### Consignes
1 – Recopiez le passage de l'extrait qui commence aux mots "Au Parlement Européen, les" et s'achève après les mots "la droite européenne.".
2 – Reformulez sous forme de liste concise le paragraphe de l'extrait qui débute par « Au Parlement Européen, les tories siègent », en gardant ses faits principaux.

┌─ Extrait

Au Parlement Européen, les tories siègent dans le même groupe que la plupart des partis chrétiens démocrates, qui sont, eux, partisans de la construction européenne. François Bayrou en avait tiré sa conclusion en créant son propre groupe parlementaire et son propre parti politique européen, le Parti Démocrate Européen. Le parti conservateur britannique n'appartient pas vraiment au Parti Populaire Européen, qui est pro-européen, mais son association avec lui dans le même groupe parlementaire empêche un positionnement clair de la droite européenne.

└─
┌─ Données fournies

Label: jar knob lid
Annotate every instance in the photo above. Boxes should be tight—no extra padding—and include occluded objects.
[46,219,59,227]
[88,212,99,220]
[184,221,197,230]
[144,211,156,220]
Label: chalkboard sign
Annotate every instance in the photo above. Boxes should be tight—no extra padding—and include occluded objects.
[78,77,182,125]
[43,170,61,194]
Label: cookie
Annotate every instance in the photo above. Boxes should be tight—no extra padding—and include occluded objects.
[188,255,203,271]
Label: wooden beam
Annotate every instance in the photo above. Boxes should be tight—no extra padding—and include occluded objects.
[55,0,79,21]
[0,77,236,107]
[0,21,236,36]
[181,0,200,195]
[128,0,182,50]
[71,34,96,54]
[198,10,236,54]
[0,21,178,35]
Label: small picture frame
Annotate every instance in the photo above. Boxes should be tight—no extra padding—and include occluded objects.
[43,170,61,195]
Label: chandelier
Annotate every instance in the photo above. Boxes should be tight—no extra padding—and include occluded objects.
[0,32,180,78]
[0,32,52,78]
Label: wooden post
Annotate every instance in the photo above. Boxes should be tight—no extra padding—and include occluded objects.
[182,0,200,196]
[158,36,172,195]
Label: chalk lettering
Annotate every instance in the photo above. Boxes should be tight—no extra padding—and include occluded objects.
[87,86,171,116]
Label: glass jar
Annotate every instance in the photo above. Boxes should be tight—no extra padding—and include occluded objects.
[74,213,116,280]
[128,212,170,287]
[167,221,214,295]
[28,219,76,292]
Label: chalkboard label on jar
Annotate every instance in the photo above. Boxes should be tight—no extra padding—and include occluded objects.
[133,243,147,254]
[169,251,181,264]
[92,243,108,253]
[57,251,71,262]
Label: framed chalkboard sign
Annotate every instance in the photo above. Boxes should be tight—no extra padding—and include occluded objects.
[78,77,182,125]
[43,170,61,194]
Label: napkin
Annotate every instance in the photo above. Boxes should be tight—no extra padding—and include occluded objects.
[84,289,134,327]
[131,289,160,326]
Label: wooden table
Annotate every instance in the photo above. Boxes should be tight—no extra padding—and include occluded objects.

└─

### Corrigé
1 –
Au Parlement Européen, les tories siègent dans le même groupe que la plupart des partis chrétiens démocrates, qui sont, eux, partisans de la construction européenne. François Bayrou en avait tiré sa conclusion en créant son propre groupe parlementaire et son propre parti politique européen, le Parti Démocrate Européen. Le parti conservateur britannique n'appartient pas vraiment au Parti Populaire Européen, qui est pro-européen, mais son association avec lui dans le même groupe parlementaire empêche un positionnement clair de la droite européenne.

2 –
- Au Parlement européen, les tories siègent dans le même groupe que la plupart des partis chrétiens démocrates, eux favorables à la construction européenne.
- François Bayrou en a tiré sa conclusion en créant son propre groupe parlementaire et son propre parti politique européen, le Parti Démocrate Européen.
- Le parti conservateur britannique n'appartient pas vraiment au Parti Populaire Européen, qui est pro-européen.
- Son association avec ce parti dans le même groupe parlementaire empêche un positionnement clair de la droite européenne.